START Text block
In its first month the app made him $12,000. It would go on to make Chad $620,000.
It was the start of a career in app building that made him a multi-millionaire.
Now of course, these are dramatic stories. They’re stories where the hero comes back stronger than ever after being almost annihilated.
I don’t have a story like that. And you probably don’t either.
But everyone has a story. Everyone is on a hero’s journey of some sort. We all have trials. At some stage we all go through a baptism of fire.
That’s the nature of life.
And you can use that story in your digital marketing.
6. Using Story on Sales Pages
Storytelling creates alignment between your business and your customers. It creates emotional connection between your visitor and your product or service.
And that’s the first step in converting a visitor to a customer.
Storytelling on sales pages is most often in the 2nd person point of view.
On good sales pages you’ll see a lot of sentences beginning with the word ‘You’. The writer is telling lots of mini-stories where the main character is the reader themselves.
Here’s an example from Shane Melaugh’s productivity course. Shane tells the story of someone who keeps running after the latest “thing” but never arrives.
These you-focused stories are often interspersed with 1st person stories. Here’s an example from the same landing page.
The purpose of the storytelling in this excerpt is to establish empathy with the reader. Shane is saying "I was once where you are now":
Dr. Mark Hyman
Storytelling on sales pages is often kept to a bare minimum, as on the landing page for Dr. Mark Hyman’s Eat Fat, Get Thin.
Here the storytelling is in the 2nd person.
It tells the story of someone who’s tired of following low-fat diets that don’t work. Its the story of someone who's tired of being hungry, tired of counting calories, and wants results:
On the landing page for Tai Lopez’ 67 Steps Program, the storytelling is in the 1st person. It explains how his course is the product of his life experience inlcusing:
- travel to 51 countries
- investing in over a dozen multi-million dollar companies
- being mentored by 5 millionaires
Here’s another example of 1st person storytelling on a landing page. This one is from Jeff Goins’ Intentional Blog course.
The story is about how Jeff struggled with blogging for a decade before finding success. This kind of storytelling creates a connection with the reader. The writer is basically saying: "I know what it's like to be you are - I was there for over a decade".
The first thing a reader wants to know before even considering buying your course is this: does this person understand my problems? If they don't, then you wouldn't even consider taking their course.
END Text block
START Information shown
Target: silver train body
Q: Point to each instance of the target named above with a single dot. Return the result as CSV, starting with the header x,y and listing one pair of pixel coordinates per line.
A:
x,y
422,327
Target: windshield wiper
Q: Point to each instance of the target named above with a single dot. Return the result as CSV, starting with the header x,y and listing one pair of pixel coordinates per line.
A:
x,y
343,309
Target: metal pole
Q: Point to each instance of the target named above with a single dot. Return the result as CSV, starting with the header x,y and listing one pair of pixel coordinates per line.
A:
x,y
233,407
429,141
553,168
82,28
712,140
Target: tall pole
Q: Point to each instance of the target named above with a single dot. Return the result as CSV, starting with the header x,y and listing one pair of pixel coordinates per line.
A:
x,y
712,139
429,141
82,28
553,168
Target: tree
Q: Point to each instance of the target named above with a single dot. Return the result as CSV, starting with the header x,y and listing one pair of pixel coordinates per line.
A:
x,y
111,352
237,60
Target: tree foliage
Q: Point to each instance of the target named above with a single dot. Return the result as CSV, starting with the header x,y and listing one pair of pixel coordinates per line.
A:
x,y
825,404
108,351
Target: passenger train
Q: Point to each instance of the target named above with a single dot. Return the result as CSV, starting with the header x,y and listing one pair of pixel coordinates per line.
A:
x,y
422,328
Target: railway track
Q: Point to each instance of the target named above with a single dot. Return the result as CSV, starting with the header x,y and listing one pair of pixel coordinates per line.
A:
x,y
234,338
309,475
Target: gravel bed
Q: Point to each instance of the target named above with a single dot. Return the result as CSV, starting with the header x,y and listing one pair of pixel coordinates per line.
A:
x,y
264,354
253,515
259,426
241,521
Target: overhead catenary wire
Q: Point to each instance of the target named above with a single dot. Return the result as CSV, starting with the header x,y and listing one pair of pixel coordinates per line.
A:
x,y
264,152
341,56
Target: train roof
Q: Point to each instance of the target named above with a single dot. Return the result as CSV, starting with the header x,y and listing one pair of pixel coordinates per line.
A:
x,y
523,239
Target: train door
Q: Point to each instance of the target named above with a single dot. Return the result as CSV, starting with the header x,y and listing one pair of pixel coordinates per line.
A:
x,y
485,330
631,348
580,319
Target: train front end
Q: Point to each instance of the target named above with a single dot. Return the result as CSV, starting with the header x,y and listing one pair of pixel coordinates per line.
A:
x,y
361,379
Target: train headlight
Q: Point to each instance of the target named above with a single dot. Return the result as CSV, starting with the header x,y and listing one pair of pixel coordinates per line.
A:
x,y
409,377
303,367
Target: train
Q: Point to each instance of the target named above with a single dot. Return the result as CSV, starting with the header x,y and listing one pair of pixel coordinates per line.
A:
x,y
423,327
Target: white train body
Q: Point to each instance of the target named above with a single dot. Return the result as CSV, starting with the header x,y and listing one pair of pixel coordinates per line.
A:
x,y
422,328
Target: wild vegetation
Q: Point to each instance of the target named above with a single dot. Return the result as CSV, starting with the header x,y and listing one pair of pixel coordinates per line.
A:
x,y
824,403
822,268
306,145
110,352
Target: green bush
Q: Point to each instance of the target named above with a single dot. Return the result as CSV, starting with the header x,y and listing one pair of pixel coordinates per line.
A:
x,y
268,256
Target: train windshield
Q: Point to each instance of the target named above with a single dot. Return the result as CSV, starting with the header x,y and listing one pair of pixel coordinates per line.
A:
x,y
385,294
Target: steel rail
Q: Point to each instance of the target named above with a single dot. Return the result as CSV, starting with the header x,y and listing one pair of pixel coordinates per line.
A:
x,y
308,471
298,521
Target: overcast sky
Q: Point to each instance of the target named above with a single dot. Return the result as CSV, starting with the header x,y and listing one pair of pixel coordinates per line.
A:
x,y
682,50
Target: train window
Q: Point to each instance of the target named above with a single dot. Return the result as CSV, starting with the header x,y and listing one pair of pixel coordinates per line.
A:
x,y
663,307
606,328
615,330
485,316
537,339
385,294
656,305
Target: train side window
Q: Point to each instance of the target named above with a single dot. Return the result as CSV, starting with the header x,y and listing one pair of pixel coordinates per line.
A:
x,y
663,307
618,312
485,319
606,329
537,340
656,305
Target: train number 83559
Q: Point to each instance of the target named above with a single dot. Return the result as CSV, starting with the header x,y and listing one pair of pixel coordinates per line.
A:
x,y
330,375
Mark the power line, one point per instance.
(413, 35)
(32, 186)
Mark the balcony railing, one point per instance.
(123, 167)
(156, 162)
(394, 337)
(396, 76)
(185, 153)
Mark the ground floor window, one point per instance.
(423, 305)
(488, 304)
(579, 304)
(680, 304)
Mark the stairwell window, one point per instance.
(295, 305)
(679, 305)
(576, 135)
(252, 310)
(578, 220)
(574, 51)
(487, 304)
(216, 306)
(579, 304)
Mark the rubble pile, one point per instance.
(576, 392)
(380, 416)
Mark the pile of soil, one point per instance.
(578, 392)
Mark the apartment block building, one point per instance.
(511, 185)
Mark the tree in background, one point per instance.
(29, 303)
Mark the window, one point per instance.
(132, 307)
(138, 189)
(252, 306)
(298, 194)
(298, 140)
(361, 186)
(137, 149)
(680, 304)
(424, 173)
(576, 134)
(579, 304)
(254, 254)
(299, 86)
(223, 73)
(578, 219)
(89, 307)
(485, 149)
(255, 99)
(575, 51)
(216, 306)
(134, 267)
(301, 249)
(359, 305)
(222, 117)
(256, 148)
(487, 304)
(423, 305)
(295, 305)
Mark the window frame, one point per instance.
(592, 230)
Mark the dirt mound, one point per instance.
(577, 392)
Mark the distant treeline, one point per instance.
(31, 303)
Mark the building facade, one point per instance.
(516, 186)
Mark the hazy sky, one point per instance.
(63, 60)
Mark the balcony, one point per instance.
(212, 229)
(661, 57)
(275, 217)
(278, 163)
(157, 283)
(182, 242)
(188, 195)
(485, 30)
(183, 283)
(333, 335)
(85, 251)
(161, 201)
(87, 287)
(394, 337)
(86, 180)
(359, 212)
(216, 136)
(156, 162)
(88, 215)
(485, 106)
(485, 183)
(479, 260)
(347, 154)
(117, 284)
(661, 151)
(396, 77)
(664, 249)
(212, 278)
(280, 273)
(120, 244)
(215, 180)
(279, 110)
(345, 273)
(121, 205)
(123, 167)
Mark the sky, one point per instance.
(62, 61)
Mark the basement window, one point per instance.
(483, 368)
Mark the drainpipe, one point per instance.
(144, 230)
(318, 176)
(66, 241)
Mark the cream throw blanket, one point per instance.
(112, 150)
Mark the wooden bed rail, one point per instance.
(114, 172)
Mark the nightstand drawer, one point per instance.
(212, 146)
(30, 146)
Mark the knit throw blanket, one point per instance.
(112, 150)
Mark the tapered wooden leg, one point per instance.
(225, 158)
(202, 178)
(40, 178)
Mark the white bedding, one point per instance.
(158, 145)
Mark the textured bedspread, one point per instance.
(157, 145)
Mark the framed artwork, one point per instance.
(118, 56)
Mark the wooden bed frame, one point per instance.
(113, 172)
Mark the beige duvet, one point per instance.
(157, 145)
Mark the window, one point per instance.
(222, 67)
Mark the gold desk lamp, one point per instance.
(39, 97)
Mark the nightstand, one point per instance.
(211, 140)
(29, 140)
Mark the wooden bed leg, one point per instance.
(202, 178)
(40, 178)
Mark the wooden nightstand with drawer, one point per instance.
END Information shown
Questions on the material —
**A.** According to the storytelling article, how long did Jeff Goins struggle with blogging before finding success?
**B.** Pick up the storytelling article after its final sentence and write the next part.
The rows are not needed for anything here.

Answer set —
**A.** He struggled with blogging for a decade.

**B.**
So this approach to storytelling creates trust and establishes authority:
Here’s some strong 2nd person storytelling from the landing page of Paul Hollingshead’s AWAI course. The storytelling in this example paints a vivid picture of the kind of life that aspiring writers would like to have.
It uses lots of ‘you statements’ that get the reader to picture themselves in in Italian villa by the sea or on a Greek island in summer.
Admittedly, these are mini-stories. They are by no means a hero’s journey. But they tap into the stories that we all tell ourselves. Stories about how our lives could be…
We’ve been telling each other stories since the dawn of time. In fact, it’s probably hardwired into our DNA - we're born storytellers.
So if you’re not telling stories in your articles, on your landing pages, and on your ‘About’ page, you’re leaving a lot on the table.
Here are the 7 key points for storytelling in sales:
- Storytelling on a website can be on your 'about' page and/or on a sales page
- All good stories have three elements: a character, conflict, and resolution
- If the story is on an 'about' page, it can be a personal story or the story of your company
- If the storytelling is on a sales page, the hero of the story has to be your customer, not your product
- Your audience need to see themselves in your story - it's the character in the story that creates the connection between your product and your reader
- The story on a sales page should follow the PAS formula: problem, agitate, solution
- In your storytelling, the solution is your product
Use these elements in your online storytelling and you’ll get your readers’ full attention.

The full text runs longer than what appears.